▶ Segmentation labeling items:
────────────────────

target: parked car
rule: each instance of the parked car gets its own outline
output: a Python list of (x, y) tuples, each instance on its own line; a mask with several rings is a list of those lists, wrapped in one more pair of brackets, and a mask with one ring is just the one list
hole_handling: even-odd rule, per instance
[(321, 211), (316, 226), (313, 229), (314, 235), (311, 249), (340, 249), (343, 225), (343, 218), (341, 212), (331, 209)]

────────────────────

Rewrite the data above with every "parked car" changed to "parked vehicle", keeping all other text the same.

target: parked vehicle
rule: each instance of the parked vehicle gets its own outline
output: a Python list of (x, y) tuples, each instance on its own line; a mask with several rings is a list of those lists, wrapped in one more pair of brackets, and a mask with one ring is just the one list
hole_handling: even-odd rule, per instance
[(321, 211), (316, 226), (313, 229), (314, 235), (311, 249), (340, 249), (343, 225), (343, 218), (341, 212), (331, 209)]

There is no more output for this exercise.